Beranda · Menu · Kajian Bahasa Arab Dasar · Sastra Arab Makalah-Makalah

AKHLAQ ETIKA DAN MORAL

BAB I
PENDAHULUAN
A.    Latar Belakang
Sejarah Agama menunjukkan bahwa kebehagiaan yang ingin dicapai dengan menjalankan syariah agama itu hanya dapat terlaksana dengan adanya akhlak yang baik. Kepercayaan yang hanya berbentuk pengetahuan tentang keesaan Tuhan, ibadah yang dilakukan hanya sebagai formalitas belaka, muamalah yang hanya merupakan peraturan yang tertuang dalam kitab saja, semua itu bukanlah merupakan jaminan untuk tercapainya kebahagiaan tersebut.
Timbulnya kesadaran akhlak dan pendirian manusia terhadap-Nya adalah pangkalan yang menetukan corak hidup manusia. Akhlak, atau moral, atau susila adalah pola tindakan yang didasarkan atas nilai mutlak kebaikan. Hidup susila dan tiap-tiap perbuatan susila adalah jawaban yang tepat terhadap kesadaran akhlak, sebaliknya hidup yang tidak bersusila dan tiap-tiap pelanggaran kesusilaan adalah menentang kesadaran itu.
Kesadaran akhlak adalah kesadaran manusia tentang dirinya sendiri, dimana manusia melihat atau merasakan diri sendiri sebagai berhadapan dengan baik dan buruk. Disitulah membedakan halal dan haram, hak dan bathil, boleh dan tidak boleh dilakukan, meskipun dia bisa melakukan. Itulah hal yang khusus manusiawi. Dalam dunia hewan tidak ada hal yang baik dan buruk atau patut tidak patut, karena hanya manusialah yang mengerti dirinya sendiri, hanya manusialah yang sebagai subjek menginsafi bahwa dia berhadapan pada perbuatannya itu, sebelum, selama dan sesudah pekerjaan itu dilakukan. Sehingga sebagai subjek yang mengalami perbuatannya dia bisa dimintai pertanggungjawaban atas perbuatannya itu.
B.     Rumusan Masalah
Adapun yang menjadi fokus permasalahan yang akan dibahas dalam makalah ini dapat dirumuskan sebagai berikut:
1)      Pengertian dan sumber akhlak ?
2)      Pengertian dari etika ?
3)      Pengertian moral ?

→ Tugas Pengerjaan
A. Tuliskan ulang tanpa perubahan bagian makalah tentang akhlak yang diawali kata-kata yang memuat "Kesadaran akhlak adalah" dan diakhiri dengan "dari etika ?".
B. Sebutkan semua butir rumusan masalah yang tercantum dalam makalah tentang akhlak.
Item di bawah ini diambil dari sumber yang berbeda.

→ Entri yang Ditampilkan
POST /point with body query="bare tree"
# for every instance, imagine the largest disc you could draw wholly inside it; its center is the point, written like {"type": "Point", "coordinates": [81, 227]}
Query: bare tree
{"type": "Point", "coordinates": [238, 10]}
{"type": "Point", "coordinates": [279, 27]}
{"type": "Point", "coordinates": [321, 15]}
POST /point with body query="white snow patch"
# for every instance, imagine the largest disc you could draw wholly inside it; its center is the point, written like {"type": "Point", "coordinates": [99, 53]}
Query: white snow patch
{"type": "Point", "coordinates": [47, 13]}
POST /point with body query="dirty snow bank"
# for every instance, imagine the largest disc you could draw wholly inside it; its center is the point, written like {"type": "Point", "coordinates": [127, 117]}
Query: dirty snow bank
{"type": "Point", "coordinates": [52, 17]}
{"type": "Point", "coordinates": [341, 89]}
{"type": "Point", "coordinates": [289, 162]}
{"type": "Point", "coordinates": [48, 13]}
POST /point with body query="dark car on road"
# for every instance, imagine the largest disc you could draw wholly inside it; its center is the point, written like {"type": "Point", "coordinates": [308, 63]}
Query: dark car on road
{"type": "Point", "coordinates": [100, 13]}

→ Hasil Penyelesaian
A.
Kesadaran akhlak adalah kesadaran manusia tentang dirinya sendiri, dimana manusia melihat atau merasakan diri sendiri sebagai berhadapan dengan baik dan buruk. Disitulah membedakan halal dan haram, hak dan bathil, boleh dan tidak boleh dilakukan, meskipun dia bisa melakukan. Itulah hal yang khusus manusiawi. Dalam dunia hewan tidak ada hal yang baik dan buruk atau patut tidak patut, karena hanya manusialah yang mengerti dirinya sendiri, hanya manusialah yang sebagai subjek menginsafi bahwa dia berhadapan pada perbuatannya itu, sebelum, selama dan sesudah pekerjaan itu dilakukan. Sehingga sebagai subjek yang mengalami perbuatannya dia bisa dimintai pertanggungjawaban atas perbuatannya itu.
B.     Rumusan Masalah
Adapun yang menjadi fokus permasalahan yang akan dibahas dalam makalah ini dapat dirumuskan sebagai berikut:
1)      Pengertian dan sumber akhlak ?
2)      Pengertian dari etika ?

B.
1) Pengertian dan sumber akhlak
2) Pengertian dari etika
3) Pengertian moral